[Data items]
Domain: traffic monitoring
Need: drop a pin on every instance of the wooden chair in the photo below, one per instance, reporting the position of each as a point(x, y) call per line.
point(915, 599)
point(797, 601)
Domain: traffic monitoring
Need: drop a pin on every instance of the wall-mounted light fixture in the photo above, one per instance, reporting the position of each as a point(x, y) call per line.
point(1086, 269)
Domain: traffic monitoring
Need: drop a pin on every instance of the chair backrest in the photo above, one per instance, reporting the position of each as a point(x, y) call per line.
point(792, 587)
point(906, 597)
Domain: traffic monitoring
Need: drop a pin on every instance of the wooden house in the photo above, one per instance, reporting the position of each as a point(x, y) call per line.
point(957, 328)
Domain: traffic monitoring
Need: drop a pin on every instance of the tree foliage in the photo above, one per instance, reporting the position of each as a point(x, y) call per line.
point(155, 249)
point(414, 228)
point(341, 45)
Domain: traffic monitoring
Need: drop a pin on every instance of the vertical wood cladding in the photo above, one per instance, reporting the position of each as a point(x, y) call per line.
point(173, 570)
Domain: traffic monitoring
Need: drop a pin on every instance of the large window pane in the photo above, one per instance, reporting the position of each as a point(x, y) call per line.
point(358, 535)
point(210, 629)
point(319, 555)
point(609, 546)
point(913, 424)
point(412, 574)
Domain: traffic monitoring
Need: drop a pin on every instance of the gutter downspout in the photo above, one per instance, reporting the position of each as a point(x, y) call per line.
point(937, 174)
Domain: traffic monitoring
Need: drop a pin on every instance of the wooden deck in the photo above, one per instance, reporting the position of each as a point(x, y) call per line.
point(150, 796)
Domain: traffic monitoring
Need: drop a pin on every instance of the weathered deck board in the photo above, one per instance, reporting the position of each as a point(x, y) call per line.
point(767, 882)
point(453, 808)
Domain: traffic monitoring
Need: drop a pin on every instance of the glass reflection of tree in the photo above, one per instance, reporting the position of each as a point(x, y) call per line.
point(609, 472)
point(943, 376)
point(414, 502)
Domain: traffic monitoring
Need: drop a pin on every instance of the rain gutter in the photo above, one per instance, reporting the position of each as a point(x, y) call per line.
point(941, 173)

> _DESCRIPTION OF THE TASK_: Type the data out again, exactly.

> _OUTPUT_:
Domain: traffic monitoring
Need: drop a pin on every instance of the wooden chair in the photo below, one per instance, reporting the position of each as a point(x, y) call per line.
point(915, 599)
point(797, 601)
Domain: traffic monitoring
Need: drop a pin on every instance of the wall-mounted light fixture in the photo above, one per instance, reporting the position of each as a point(x, y) call per line.
point(1086, 269)
Domain: traffic monitoring
Need: drop a pin on every instance of the chair backrest in the photo above, one per instance, reporting the position of each as a point(x, y) call per line.
point(792, 587)
point(906, 597)
Domain: traffic monitoring
Need: drop a pin on every instance of the wooden house in the photo above, one per instance, reporting the position of each as a point(x, y) call per line.
point(957, 328)
Domain: traffic monitoring
Need: drop a pin on every instance of the tree foliage in the photo above, one per instance, reporting the position of each as a point(x, y) call per line.
point(155, 249)
point(414, 228)
point(341, 45)
Domain: traffic monitoring
Need: drop a pin on every instance of the vertical wood cladding in the photo above, one per instance, reporting the position of each as a point(x, y) call per line.
point(173, 570)
Domain: traffic monitoring
Need: drop a pin on every instance of the large window pane in the photo above, one per instance, reporting the position of each as a point(x, y) call per line.
point(358, 535)
point(210, 629)
point(319, 555)
point(609, 546)
point(913, 424)
point(412, 574)
Domain: traffic monitoring
Need: drop a pin on every instance of the gutter downspout in the photo above, one per instance, reporting the position of each as a point(x, y) call per line.
point(937, 174)
Domain: traffic monitoring
Need: drop a pin on every instance of the wooden deck in the photo above, one per instance, reporting the position of each as a point(x, y) call per line.
point(150, 796)
Domain: traffic monitoring
Need: drop a pin on every instance of the weathered deck board in the photo above, one per instance, reporting the position of each as a point(x, y) call per line.
point(767, 882)
point(453, 808)
Domain: traffic monitoring
Need: drop a pin on every instance of the glass reflection of tree in the photo above, one per instance, reporting the position of each as a point(x, y) call per line.
point(609, 472)
point(943, 376)
point(414, 502)
Domain: traffic monitoring
Need: drop a pin on every instance of the rain gutter in the photo above, one per instance, reporting the position of each as a point(x, y) call per line.
point(941, 173)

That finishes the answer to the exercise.